• **DATA**
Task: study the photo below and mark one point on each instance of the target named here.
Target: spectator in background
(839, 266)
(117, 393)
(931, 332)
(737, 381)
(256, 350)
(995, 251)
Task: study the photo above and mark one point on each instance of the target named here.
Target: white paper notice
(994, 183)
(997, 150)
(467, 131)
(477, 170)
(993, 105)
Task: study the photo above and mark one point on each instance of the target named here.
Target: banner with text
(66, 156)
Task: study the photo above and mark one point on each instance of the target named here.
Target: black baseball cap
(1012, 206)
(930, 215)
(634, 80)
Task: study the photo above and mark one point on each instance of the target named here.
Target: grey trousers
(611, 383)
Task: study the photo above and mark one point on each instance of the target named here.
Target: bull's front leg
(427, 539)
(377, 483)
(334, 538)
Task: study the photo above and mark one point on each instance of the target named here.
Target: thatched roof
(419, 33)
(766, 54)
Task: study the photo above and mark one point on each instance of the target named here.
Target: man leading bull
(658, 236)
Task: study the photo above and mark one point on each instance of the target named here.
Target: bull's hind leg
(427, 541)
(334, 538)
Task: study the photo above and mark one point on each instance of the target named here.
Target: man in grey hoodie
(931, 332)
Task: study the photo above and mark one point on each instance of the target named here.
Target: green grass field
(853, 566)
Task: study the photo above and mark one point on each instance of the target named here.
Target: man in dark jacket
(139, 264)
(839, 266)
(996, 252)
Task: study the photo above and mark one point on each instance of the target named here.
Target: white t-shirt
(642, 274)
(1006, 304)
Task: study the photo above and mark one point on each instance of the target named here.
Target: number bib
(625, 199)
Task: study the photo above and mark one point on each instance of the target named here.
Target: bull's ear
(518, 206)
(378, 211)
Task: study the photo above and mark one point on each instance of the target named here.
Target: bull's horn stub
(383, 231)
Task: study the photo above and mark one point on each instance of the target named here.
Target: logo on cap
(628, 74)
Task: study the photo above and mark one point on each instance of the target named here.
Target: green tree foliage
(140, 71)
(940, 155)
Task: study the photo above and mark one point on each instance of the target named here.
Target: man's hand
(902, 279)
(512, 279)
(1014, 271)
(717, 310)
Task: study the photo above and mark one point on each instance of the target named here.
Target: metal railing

• **AIM OF THE TASK**
List every line of the records that contains the string "grey", treating uppercase and lowercase as different.

• **FULL SOLUTION**
Target: grey trousers
Target: man in grey hoodie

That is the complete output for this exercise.